Noch kein Spiel verloren als Bundestrainer: Hansi Flick. © dpa

Seit dem erfolgreichen Confederations Cup 2017 hat das DFB-Team von 19 Spielen gegen Kontrahenten aus dem Premiumsegment nur zwei gewonnen. Ein Kommentar

Statistik kann lügen, aber manchmal offenbart sie auch die Wahrheit. Die Wahrheit ist: Gegen große Gegner können die Deutschen nur noch selten siegen. Seit dem erfolgreichen Confederations Cup 2017 hat das DFB-Team von 19 Spielen gegen Kontrahenten aus dem Premiumsegment nur zwei gewonnen: einmal in letzter Minute gegen die Niederlande 2020, einmal gegen ein indisponiertes Portugal 2021.

Daran hat auch der neue Bundestrainer bislang nichts ändern können. Hansi Flick wurde landesweit bereits als eine Art Wundermann gefeiert. Das war nett, aber verfrüht. Denn in diesem Fall verführte die Statistik - 33:2 Tore binnen acht Spielen mit acht Siegen - dann doch zur Lüge: Es waren nämlich allesamt Erfolge gegen Halbstarke und Schwächlinge, die in Flicks Anfangszeit fielen und medial ein bisschen zu enthusiastisch gefeiert wurden. Das ist nicht seine Schuld.

──────────

§ DIE AUFGABEN:
[a] Beantworte diese Fragen zum Kommentar:
(i) Wie viele der 19 Spiele gegen Gegner aus dem Premiumsegment hat das DFB-Team seit dem Confederations Cup 2017 gewonnen?
(ii) Gegen welches Land gelang 2020 ein Sieg in letzter Minute?
(iii) Welches Torverhältnis erzielte das Team in Flicks ersten acht Spielen?
[b] Schreib aus dem Kommentar alles von „Statistik kann lügen, aber“ bis hinunter zu „nicht seine Schuld.“ wortgetreu ab.
Die Auflistung hat mit dem Kommentar nichts zu tun.

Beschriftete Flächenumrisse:
──────────

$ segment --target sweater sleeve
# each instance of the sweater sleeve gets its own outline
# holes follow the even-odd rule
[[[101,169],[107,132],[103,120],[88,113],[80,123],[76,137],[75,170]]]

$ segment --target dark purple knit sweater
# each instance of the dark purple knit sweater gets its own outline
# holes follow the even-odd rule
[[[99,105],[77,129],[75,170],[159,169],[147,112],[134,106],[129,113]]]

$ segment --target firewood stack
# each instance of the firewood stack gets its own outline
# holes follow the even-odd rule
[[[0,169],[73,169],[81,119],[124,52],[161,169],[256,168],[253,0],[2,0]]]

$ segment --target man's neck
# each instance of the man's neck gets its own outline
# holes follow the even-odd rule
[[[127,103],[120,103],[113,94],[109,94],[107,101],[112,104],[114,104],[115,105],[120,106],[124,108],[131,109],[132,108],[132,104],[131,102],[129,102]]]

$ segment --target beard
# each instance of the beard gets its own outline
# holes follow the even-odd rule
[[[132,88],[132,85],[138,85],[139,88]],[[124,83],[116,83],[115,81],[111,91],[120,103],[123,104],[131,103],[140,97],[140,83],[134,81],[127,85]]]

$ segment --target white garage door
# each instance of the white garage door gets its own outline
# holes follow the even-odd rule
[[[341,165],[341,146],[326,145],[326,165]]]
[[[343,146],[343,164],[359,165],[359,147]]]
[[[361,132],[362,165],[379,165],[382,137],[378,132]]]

──────────

§ ERWARTETE ANTWORTEN:
[a]
(i) Zwei.
(ii) Gegen die Niederlande.
(iii) 33:2.

[b]
Statistik kann lügen, aber manchmal offenbart sie auch die Wahrheit. Die Wahrheit ist: Gegen große Gegner können die Deutschen nur noch selten siegen. Seit dem erfolgreichen Confederations Cup 2017 hat das DFB-Team von 19 Spielen gegen Kontrahenten aus dem Premiumsegment nur zwei gewonnen: einmal in letzter Minute gegen die Niederlande 2020, einmal gegen ein indisponiertes Portugal 2021.

Daran hat auch der neue Bundestrainer bislang nichts ändern können. Hansi Flick wurde landesweit bereits als eine Art Wundermann gefeiert. Das war nett, aber verfrüht. Denn in diesem Fall verführte die Statistik - 33:2 Tore binnen acht Spielen mit acht Siegen - dann doch zur Lüge: Es waren nämlich allesamt Erfolge gegen Halbstarke und Schwächlinge, die in Flicks Anfangszeit fielen und medial ein bisschen zu enthusiastisch gefeiert wurden. Das ist nicht seine Schuld.